┌────────
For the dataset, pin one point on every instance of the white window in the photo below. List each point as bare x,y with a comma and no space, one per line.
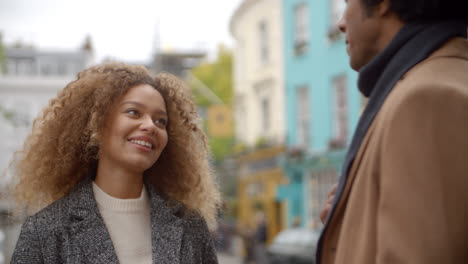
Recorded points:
265,110
340,105
303,116
301,28
337,9
263,41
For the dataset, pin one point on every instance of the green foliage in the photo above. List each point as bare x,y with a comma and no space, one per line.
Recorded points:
221,147
2,56
216,76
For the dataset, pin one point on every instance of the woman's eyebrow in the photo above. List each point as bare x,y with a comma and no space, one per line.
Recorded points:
157,111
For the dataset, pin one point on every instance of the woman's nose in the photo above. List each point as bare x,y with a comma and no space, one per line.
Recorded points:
342,24
148,124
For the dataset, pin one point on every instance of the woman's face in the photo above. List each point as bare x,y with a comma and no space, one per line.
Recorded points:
135,132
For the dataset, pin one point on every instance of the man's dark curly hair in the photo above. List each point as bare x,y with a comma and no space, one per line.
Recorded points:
424,10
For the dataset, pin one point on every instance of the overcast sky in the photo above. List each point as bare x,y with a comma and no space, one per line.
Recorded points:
121,29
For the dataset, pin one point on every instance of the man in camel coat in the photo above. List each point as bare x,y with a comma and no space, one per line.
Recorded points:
403,193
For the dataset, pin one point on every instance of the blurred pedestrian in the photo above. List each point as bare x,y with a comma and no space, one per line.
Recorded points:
120,164
402,197
260,239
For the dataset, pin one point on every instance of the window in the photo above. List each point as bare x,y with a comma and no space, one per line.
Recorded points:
265,110
301,28
337,8
263,37
340,119
303,116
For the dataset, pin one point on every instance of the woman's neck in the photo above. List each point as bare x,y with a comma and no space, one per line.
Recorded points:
118,182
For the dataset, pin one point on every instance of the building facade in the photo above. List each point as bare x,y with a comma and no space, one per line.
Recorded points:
322,104
259,110
31,79
258,72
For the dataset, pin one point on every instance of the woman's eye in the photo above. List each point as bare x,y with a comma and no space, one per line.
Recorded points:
132,112
161,121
└────────
* _DIRECTIONS FOR THIS TASK_: Exact repetition of all the records is required, with the pictures excluded.

* _SOLUTION TO THE EXERCISE_:
For the dataset, pin one point on every instance of the white window in the photo below. List each point as bare x,y with a comma and no space, one per line.
Recorded points:
265,110
340,105
303,116
301,28
337,9
263,41
For the dataset, pin one point on every instance of the green foliage in the photo above. List each point as bare x,y with a comma and no space, one per line.
Recorded points:
221,147
2,56
216,76
For the dataset, pin one point on every instance of the woman's eyebrow in the photo above. List each point as bare x,y with a comma and no space, one per line.
Recorded points:
157,111
For the dataset, pin one point on every instance of the woman's nose in the photo above. List each point as bare x,y with a comma and no space, one per line.
Recorded points:
342,24
148,124
For the dataset, pin one point on every instance of the woman's face in the photo above. List each point as bare x,y with a comma and no space, one per line.
Recorded points:
135,132
For the dataset, pin one point on every instance of the man's dark curly hair in the photo above. List each point as bare x,y with a comma and no space, one per line.
Recorded points:
424,10
For the dataset, pin one point on every instance of the overcast sky in the photo above. List each point as bare x,y with a comma and no space, one per line.
Recorded points:
121,29
For the dataset, pin one point on every instance of the man in camel coat in the photo above. List each point as bare x,y with a comma and no space, one per line.
Recorded points:
403,193
For the dataset, pin one point on every instance of the blurred pedestrian in the photo above. List each point as bare x,y with a comma and no space, one per line.
Recorded points:
120,164
402,197
260,239
For the dataset, pin one point on every instance of the window in the photo above. List each point as bare x,y with a comma and no space, one per line.
Recorded points:
265,110
301,28
337,8
263,37
340,119
303,116
For the dataset, pin one point on every instance of the woman's neck in the photo above. List each point as bare x,y with a comma and no space, one per line.
Recorded points:
118,182
For the dataset, pin one point on every instance of the building facade in the photo above. List each point as bare x,y with a comma and no space, one per line.
Recorded points:
322,104
259,110
31,79
258,72
For the dataset, pin one point on every instance of the woman's eye in the photo above. List each point as bare x,y with a comma and no space, one per line.
Recorded points:
132,112
161,121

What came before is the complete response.